*What you should do:*
Copy the text on the 2006–07 synchronized skating season word for word.

*Document text:*

____

- Date:: July 1, 2006 – June 30, 2007

Navigation
- Previous: 2005–06
- Next: 2007–08

= 2006–07 synchronized skating season =

The 2006–07 synchronized skating season began on July 1, 2006, and ended on June 30, 2007. During this season, which was concurrent with the season for the other four disciplines (men's single, ladies' single, pair skating and ice dancing), elite synchronized skating teams competed on the International Skating Union (ISU) Championship level at the 2007 World Championships and Junior World Challenge Cup. They also competed at various other international as well as national synchronized skating competitions.

____

*Material supplied:*
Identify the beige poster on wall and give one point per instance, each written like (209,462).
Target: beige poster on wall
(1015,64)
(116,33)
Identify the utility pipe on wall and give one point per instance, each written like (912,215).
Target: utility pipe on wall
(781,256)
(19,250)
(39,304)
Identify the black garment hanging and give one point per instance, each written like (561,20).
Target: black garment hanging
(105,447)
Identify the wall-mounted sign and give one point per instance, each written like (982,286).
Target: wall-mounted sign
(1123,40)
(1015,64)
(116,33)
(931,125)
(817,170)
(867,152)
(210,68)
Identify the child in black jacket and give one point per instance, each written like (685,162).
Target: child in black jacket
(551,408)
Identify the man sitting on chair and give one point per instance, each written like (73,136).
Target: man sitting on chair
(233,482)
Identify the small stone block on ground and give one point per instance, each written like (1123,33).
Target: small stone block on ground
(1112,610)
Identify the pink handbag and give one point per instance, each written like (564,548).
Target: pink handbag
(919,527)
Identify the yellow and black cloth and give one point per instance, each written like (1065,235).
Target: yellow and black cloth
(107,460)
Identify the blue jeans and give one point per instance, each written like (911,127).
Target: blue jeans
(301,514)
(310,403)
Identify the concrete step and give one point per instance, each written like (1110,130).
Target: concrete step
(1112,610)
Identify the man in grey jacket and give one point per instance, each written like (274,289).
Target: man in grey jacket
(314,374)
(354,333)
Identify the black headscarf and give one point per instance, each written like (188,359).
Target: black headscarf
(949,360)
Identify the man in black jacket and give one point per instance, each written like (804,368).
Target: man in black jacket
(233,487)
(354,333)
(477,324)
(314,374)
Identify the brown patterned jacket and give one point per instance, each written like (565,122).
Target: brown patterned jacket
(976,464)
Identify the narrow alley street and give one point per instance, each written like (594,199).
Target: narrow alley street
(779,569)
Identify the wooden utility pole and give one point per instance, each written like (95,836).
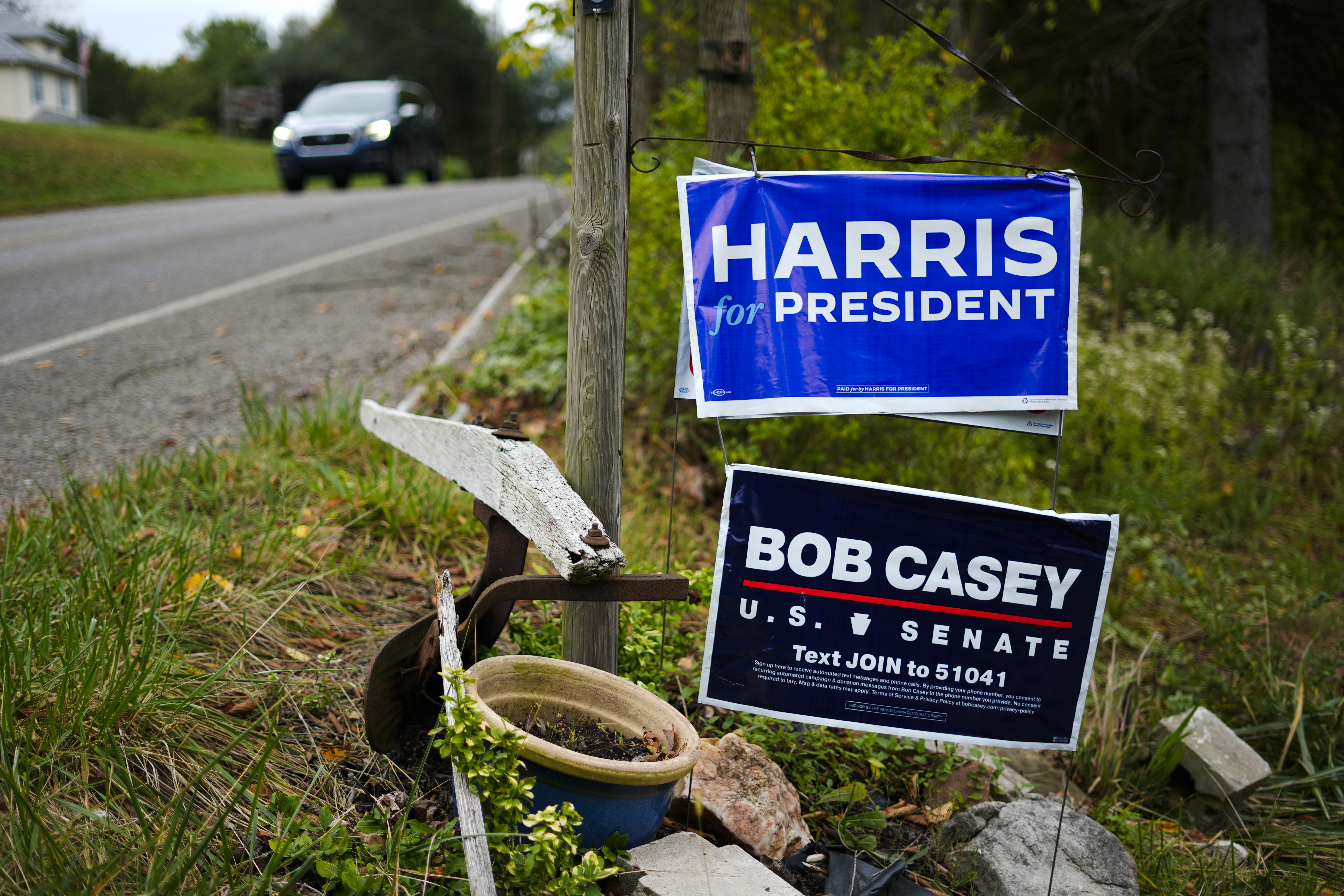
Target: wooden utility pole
(726,68)
(1240,121)
(596,377)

____

*Response to this exercise:*
- Date:: July 1, 2006 – June 30, 2007

Navigation
- Previous: 2005–06
- Next: 2007–08

= 2006–07 synchronized skating season =

The 2006–07 synchronized skating season began on July 1, 2006, and ended on June 30, 2007. During this season, which was concurrent with the season for the other four disciplines (men's single, ladies' single, pair skating and ice dancing), elite synchronized skating teams competed on the International Skating Union (ISU) Championship level at the 2007 World Championships and Junior World Challenge Cup. They also competed at various other international as well as national synchronized skating competitions.